## WHAT THE TASK ASKS
Only the line with "TARGET: dark background" and the lines after it, to the end of the data, should appear in the answer, each reproduced exactly.

[Start of Attachment]

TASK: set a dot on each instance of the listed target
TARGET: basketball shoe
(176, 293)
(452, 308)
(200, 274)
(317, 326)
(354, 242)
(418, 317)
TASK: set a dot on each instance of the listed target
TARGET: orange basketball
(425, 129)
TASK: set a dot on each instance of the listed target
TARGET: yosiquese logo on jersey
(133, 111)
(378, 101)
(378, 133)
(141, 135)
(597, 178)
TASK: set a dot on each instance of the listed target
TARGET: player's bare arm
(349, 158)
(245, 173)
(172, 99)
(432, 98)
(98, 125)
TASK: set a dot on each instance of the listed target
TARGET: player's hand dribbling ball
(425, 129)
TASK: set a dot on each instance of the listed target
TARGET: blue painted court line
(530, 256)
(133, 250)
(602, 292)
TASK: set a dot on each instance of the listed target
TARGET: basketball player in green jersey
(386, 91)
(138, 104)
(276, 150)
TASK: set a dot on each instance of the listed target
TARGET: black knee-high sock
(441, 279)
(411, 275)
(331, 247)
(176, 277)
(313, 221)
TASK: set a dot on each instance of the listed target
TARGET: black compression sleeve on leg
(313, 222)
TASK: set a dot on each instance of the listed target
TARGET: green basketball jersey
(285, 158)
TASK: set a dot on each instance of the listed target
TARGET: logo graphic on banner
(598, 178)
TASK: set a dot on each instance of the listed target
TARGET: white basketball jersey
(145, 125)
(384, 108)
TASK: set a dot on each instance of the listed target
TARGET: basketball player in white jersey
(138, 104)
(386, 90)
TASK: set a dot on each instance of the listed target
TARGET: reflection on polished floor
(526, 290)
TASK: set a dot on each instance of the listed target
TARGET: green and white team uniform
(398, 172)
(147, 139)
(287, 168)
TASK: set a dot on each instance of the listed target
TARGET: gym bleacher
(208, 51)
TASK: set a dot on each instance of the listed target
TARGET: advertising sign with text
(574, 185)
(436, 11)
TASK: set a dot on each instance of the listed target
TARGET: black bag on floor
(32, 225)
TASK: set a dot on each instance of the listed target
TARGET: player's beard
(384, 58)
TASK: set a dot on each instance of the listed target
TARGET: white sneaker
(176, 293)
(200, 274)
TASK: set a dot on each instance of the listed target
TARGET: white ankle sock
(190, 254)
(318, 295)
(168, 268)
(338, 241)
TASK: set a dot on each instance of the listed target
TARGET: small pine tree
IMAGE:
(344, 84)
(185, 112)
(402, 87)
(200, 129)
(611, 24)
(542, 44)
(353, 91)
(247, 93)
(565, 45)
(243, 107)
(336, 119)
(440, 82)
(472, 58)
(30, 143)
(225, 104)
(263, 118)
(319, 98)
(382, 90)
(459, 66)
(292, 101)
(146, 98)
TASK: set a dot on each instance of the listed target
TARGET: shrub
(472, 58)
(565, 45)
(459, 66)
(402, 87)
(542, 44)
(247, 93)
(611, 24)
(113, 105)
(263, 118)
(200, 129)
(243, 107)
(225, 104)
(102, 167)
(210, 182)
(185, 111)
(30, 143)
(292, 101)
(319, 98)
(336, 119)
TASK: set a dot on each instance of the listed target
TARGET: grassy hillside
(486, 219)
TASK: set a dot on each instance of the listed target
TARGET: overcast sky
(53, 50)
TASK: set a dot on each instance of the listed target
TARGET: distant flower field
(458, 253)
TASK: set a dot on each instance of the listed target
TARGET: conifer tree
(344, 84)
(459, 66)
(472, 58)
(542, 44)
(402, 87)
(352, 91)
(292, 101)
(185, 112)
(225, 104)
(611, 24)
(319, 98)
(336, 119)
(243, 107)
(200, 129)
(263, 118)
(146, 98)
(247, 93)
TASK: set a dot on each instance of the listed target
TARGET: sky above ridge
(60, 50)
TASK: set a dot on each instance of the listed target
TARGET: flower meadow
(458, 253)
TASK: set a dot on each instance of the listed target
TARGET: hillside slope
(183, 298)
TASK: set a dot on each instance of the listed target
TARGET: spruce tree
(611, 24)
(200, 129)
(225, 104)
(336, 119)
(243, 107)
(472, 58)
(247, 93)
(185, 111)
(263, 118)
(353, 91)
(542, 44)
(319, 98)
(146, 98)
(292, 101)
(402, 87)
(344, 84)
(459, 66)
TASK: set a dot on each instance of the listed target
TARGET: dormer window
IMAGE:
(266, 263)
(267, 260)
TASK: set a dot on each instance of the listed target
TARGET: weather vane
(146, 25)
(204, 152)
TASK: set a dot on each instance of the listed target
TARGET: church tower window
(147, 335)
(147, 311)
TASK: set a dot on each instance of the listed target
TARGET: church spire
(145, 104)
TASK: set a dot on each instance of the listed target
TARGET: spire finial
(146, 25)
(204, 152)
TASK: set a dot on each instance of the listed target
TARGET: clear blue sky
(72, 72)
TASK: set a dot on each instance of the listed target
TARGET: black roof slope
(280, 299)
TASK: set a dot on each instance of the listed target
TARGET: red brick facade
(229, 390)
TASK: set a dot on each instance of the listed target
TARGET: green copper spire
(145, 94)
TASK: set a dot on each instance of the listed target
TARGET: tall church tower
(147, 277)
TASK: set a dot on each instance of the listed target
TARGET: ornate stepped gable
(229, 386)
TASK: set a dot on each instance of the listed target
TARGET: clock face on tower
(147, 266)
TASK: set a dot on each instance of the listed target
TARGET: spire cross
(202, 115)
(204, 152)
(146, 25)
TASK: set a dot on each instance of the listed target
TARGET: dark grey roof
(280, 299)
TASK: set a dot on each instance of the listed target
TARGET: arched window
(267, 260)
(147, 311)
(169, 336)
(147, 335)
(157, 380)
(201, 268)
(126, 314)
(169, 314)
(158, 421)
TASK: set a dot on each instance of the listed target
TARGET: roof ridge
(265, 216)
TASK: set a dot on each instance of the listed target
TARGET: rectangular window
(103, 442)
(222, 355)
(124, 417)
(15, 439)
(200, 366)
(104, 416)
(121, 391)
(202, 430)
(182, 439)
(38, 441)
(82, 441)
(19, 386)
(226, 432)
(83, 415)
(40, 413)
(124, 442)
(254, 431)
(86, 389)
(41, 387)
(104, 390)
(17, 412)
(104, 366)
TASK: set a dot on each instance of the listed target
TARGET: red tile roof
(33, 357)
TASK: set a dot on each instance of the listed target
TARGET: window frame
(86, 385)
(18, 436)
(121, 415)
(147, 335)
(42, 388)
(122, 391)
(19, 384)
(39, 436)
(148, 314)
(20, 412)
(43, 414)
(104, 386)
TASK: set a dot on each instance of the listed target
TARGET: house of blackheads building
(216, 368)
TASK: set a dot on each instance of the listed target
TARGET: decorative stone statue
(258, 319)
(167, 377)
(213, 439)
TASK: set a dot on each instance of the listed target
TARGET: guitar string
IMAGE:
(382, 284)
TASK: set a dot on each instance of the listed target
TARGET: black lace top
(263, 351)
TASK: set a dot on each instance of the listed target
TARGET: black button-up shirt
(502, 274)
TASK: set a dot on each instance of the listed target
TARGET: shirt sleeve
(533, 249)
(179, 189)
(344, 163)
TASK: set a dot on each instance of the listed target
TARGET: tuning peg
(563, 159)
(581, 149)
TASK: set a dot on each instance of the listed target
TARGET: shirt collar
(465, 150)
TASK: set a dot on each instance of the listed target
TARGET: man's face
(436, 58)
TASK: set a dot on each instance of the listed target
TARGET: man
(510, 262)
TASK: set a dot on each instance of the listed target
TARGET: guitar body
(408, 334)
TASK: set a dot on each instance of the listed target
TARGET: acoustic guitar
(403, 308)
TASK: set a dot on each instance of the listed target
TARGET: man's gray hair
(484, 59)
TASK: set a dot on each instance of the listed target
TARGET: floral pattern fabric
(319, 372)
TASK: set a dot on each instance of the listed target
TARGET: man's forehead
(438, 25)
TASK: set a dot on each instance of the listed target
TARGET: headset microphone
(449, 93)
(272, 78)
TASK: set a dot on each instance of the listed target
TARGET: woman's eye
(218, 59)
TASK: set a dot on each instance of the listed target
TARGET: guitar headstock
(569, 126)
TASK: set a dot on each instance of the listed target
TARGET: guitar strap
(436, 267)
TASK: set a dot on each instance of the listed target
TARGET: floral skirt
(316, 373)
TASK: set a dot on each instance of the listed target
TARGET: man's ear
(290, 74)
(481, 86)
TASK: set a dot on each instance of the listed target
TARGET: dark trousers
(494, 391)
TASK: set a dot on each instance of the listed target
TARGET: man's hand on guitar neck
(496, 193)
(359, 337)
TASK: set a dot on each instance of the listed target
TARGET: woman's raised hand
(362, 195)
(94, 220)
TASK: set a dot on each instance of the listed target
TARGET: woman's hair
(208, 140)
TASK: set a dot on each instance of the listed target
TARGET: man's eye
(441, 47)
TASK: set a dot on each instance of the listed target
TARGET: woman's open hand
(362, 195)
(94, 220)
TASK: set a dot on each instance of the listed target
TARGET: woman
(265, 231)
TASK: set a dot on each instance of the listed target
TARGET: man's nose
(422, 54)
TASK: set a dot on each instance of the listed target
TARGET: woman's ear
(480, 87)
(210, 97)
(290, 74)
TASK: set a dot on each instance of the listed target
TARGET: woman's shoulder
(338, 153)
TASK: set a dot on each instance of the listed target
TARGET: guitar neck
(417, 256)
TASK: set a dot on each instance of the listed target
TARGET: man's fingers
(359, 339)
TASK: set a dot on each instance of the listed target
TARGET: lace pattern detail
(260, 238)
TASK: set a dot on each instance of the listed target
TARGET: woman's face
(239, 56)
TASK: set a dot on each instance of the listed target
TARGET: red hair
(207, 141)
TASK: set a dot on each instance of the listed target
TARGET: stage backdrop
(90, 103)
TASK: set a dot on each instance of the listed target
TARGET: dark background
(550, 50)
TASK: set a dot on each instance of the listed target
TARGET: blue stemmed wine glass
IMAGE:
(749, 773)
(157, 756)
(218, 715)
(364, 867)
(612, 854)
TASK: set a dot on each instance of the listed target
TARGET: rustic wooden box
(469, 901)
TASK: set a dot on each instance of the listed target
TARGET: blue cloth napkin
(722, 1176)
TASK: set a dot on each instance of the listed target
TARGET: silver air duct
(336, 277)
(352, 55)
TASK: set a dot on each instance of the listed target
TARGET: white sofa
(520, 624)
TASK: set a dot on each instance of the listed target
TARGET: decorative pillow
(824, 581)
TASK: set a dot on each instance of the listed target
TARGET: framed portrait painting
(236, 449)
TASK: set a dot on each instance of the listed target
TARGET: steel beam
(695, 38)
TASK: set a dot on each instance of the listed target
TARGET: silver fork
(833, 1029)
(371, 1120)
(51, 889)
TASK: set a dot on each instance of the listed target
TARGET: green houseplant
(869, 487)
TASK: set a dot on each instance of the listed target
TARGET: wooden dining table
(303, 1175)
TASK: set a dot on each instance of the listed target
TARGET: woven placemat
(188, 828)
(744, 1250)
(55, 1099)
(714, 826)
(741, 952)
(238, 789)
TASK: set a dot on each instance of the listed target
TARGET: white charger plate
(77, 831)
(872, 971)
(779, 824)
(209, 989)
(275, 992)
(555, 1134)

[End of Attachment]

## RESULT OF THIS TASK
TARGET: dark background
(550, 50)
TASK: set a dot on each instance of the listed target
TARGET: blue stemmed wine glass
IMAGE:
(749, 773)
(157, 756)
(218, 715)
(364, 867)
(612, 854)
TASK: set a dot on each instance of the listed target
TARGET: rustic wooden box
(469, 901)
TASK: set a dot on each instance of the listed target
TARGET: blue cloth napkin
(722, 1176)
TASK: set a dot on each instance of the listed target
TARGET: silver air duct
(336, 277)
(352, 55)
TASK: set a dot on each instance of the listed target
TARGET: white sofa
(520, 624)
TASK: set a dot on each instance of the listed target
TARGET: decorative pillow
(824, 581)
TASK: set a dot on each instance of the listed target
TARGET: framed portrait painting
(236, 449)
TASK: set a dot on each instance of the listed target
TARGET: steel beam
(695, 38)
TASK: set a dot on each instance of the listed target
TARGET: silver fork
(833, 1029)
(371, 1120)
(51, 889)
TASK: set a dot on each instance of the listed target
TARGET: green houseplant
(869, 487)
TASK: set a dot on each instance of the listed target
TARGET: wooden dining table
(303, 1175)
TASK: set a dot on each instance of the listed target
TARGET: woven placemat
(188, 828)
(744, 1250)
(55, 1099)
(714, 826)
(741, 952)
(238, 789)
TASK: set a dot on each instance of the listed target
TARGET: white charger plate
(77, 831)
(872, 971)
(779, 824)
(209, 989)
(275, 992)
(555, 1134)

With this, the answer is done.